→ Records provided:
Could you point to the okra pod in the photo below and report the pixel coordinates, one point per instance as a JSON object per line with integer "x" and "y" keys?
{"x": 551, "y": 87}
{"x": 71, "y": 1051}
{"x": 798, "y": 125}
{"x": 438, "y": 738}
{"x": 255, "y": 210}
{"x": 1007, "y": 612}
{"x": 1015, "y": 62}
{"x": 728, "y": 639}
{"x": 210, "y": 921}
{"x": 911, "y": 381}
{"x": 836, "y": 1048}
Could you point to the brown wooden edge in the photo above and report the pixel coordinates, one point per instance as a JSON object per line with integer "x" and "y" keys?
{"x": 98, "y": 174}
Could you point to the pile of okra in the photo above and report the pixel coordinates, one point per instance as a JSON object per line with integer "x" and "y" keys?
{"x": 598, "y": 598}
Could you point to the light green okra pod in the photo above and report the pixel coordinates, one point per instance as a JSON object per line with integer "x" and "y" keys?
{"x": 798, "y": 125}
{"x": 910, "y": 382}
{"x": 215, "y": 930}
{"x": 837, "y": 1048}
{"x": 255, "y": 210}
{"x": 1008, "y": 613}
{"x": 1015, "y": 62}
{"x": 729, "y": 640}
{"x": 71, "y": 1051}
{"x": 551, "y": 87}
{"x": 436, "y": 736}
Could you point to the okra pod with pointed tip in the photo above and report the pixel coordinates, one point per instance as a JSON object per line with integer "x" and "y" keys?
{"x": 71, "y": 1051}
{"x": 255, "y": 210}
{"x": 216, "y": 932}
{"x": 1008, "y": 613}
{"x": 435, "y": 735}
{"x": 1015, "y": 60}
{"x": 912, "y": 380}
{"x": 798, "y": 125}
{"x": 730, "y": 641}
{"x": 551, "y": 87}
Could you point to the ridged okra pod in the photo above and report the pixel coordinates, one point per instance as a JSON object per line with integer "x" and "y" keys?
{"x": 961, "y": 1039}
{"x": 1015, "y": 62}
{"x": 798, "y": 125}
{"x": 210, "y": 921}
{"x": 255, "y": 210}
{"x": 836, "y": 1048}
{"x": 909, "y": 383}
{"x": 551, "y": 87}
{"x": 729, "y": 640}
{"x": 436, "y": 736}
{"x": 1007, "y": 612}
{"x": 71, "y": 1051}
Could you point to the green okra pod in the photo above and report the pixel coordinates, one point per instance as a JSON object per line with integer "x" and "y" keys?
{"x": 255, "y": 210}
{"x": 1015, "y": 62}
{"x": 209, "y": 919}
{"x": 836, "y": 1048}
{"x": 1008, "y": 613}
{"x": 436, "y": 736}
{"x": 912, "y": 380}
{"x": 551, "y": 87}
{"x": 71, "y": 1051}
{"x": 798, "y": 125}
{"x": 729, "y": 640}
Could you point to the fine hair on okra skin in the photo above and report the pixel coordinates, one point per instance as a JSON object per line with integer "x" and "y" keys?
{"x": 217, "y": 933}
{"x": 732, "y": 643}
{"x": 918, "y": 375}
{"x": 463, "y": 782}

→ Brief: Nothing in the records above may be left out; repeat them exactly.

→ The answer:
Could you point to the okra pod in the photo below and report the pixel coordinates, one point per instance as a JSON object per line with integer "x" and "y" keys?
{"x": 551, "y": 87}
{"x": 71, "y": 1051}
{"x": 798, "y": 125}
{"x": 438, "y": 738}
{"x": 255, "y": 210}
{"x": 1007, "y": 612}
{"x": 1015, "y": 62}
{"x": 728, "y": 639}
{"x": 210, "y": 921}
{"x": 911, "y": 381}
{"x": 836, "y": 1048}
Could you point to the brown wooden edge in the photo above and report the pixel coordinates, one point per instance as a JSON object per line with integer "x" and "y" keys?
{"x": 98, "y": 174}
Could you point to the pile of okra in the photo above and report the pixel coordinates, one point per instance as a JSON object per line with integer "x" and "y" keys?
{"x": 598, "y": 598}
Could you point to the light green okra pod in the photo above and report the pixel coordinates, one point per instance as a JSON object per line with integer "x" and "y" keys?
{"x": 798, "y": 125}
{"x": 910, "y": 382}
{"x": 215, "y": 930}
{"x": 837, "y": 1048}
{"x": 255, "y": 210}
{"x": 1008, "y": 613}
{"x": 1015, "y": 62}
{"x": 729, "y": 640}
{"x": 71, "y": 1051}
{"x": 551, "y": 87}
{"x": 436, "y": 736}
Could you point to the okra pod with pointed tip in the photo above and report the pixel coordinates, one point per instance as a JSON object per line with integer "x" and "y" keys?
{"x": 71, "y": 1051}
{"x": 255, "y": 210}
{"x": 216, "y": 932}
{"x": 1008, "y": 613}
{"x": 435, "y": 735}
{"x": 1015, "y": 60}
{"x": 912, "y": 380}
{"x": 798, "y": 125}
{"x": 730, "y": 641}
{"x": 551, "y": 87}
Could you point to the ridged okra pod in the photo above and report the pixel coordinates, one point per instance as a JSON object per line with integer "x" and "y" keys?
{"x": 961, "y": 1039}
{"x": 1015, "y": 62}
{"x": 798, "y": 125}
{"x": 210, "y": 921}
{"x": 255, "y": 210}
{"x": 836, "y": 1048}
{"x": 909, "y": 383}
{"x": 551, "y": 87}
{"x": 729, "y": 640}
{"x": 436, "y": 736}
{"x": 1007, "y": 612}
{"x": 71, "y": 1051}
Could you point to the green okra pod in the photo above and report the pixel coordinates, one point per instance as a JSON object per line with integer "x" and "y" keys?
{"x": 255, "y": 210}
{"x": 1015, "y": 62}
{"x": 209, "y": 919}
{"x": 836, "y": 1048}
{"x": 1008, "y": 613}
{"x": 436, "y": 736}
{"x": 912, "y": 380}
{"x": 551, "y": 87}
{"x": 71, "y": 1051}
{"x": 798, "y": 125}
{"x": 729, "y": 640}
Could you point to the fine hair on okra skin in the photo above and report the pixel coordinates, one point per instance as a JSON object per line with integer "x" and "y" keys?
{"x": 217, "y": 933}
{"x": 732, "y": 643}
{"x": 918, "y": 375}
{"x": 463, "y": 782}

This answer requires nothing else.